*** EXCERPTED DATA
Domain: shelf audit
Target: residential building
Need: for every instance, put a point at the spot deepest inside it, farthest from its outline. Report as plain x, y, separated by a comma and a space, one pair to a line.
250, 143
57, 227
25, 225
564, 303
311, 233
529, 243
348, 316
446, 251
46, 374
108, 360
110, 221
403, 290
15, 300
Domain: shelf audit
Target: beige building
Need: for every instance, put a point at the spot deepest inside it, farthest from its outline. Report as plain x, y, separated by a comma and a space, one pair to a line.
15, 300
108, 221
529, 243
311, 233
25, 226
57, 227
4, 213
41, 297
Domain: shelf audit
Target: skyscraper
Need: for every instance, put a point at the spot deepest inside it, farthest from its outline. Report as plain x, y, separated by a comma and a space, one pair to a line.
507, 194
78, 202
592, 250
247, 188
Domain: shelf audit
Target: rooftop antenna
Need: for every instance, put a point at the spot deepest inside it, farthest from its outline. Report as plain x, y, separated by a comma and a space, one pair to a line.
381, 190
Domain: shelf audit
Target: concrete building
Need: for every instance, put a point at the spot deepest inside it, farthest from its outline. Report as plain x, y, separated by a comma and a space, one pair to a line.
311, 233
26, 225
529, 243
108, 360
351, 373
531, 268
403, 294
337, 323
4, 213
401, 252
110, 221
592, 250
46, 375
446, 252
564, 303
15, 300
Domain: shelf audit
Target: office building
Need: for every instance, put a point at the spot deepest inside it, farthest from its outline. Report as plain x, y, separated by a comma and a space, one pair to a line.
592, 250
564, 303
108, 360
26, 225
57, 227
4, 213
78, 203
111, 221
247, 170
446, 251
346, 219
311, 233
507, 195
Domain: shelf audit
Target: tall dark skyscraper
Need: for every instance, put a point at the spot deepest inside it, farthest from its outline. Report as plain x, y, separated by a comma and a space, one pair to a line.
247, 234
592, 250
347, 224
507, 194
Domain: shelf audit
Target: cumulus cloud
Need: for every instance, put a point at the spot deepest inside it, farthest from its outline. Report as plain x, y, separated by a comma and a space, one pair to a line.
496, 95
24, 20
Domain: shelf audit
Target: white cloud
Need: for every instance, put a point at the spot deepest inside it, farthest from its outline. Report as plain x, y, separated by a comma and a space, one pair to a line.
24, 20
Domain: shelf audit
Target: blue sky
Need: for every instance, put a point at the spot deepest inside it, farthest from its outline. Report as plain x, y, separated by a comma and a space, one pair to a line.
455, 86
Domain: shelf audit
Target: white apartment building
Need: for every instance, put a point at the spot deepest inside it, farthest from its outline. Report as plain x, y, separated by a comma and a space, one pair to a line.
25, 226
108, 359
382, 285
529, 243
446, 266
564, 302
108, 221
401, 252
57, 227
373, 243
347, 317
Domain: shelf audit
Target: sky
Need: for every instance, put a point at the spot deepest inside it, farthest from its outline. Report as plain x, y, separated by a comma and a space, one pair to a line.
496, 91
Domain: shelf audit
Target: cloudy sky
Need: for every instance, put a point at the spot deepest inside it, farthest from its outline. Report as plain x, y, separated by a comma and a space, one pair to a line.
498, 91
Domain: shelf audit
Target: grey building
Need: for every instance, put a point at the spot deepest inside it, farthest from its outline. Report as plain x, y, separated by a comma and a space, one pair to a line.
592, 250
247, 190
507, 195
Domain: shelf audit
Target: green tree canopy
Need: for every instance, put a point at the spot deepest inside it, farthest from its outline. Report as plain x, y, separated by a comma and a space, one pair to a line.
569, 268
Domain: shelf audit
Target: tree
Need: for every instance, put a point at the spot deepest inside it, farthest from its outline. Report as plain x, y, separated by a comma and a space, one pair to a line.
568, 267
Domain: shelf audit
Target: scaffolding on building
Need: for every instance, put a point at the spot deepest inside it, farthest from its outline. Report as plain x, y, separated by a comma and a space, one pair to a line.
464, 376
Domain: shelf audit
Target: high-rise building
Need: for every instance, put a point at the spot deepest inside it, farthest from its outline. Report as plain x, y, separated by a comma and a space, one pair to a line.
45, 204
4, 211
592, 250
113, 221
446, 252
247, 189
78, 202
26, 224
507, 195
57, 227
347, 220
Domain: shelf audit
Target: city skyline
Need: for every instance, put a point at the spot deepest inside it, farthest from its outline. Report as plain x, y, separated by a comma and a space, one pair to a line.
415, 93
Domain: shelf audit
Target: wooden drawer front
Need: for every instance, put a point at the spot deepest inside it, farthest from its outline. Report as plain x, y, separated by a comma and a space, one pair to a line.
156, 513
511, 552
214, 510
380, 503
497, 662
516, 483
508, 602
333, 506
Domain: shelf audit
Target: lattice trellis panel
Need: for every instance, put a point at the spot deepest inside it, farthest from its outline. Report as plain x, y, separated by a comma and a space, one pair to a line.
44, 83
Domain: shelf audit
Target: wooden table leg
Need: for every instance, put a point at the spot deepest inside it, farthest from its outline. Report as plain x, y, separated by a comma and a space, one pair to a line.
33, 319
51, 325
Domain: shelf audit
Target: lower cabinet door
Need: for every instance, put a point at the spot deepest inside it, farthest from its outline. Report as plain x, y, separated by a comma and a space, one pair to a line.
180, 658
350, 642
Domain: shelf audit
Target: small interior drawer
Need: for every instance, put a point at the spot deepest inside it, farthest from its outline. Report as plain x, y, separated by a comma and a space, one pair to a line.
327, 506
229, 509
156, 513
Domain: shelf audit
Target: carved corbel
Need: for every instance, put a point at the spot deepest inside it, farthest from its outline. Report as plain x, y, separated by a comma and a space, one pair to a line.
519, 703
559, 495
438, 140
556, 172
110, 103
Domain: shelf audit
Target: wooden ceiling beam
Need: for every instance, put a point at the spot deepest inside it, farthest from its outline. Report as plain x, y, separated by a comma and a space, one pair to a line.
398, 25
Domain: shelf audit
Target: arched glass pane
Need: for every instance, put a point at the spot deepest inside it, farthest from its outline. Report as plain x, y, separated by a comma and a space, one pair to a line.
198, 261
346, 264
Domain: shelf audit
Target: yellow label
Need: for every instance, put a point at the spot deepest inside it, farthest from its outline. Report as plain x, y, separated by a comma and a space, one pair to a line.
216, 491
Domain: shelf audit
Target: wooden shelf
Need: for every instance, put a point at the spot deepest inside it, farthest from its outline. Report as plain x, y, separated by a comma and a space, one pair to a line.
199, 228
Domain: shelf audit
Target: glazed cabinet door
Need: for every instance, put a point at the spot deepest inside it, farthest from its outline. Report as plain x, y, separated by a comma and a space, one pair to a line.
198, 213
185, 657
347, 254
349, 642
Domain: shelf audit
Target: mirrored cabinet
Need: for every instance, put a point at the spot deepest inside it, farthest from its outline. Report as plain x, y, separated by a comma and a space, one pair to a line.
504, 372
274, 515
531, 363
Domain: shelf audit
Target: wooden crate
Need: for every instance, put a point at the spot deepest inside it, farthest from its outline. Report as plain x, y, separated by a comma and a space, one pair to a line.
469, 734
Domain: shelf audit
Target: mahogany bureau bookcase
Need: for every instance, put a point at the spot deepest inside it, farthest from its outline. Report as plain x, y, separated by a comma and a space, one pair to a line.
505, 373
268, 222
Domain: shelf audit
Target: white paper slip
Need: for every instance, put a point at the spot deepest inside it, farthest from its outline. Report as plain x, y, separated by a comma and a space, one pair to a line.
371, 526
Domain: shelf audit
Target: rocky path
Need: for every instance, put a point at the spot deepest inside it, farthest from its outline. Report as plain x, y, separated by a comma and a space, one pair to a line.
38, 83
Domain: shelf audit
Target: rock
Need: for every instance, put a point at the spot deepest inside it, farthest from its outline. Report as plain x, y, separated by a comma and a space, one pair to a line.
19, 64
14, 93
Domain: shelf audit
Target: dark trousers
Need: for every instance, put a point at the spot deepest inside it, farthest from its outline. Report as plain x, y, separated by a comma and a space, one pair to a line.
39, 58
******
**PROBLEM STATEMENT**
Show every line of the listing above that contains the word "tree".

**SOLVED PROBLEM**
Target: green tree canopy
Target: tree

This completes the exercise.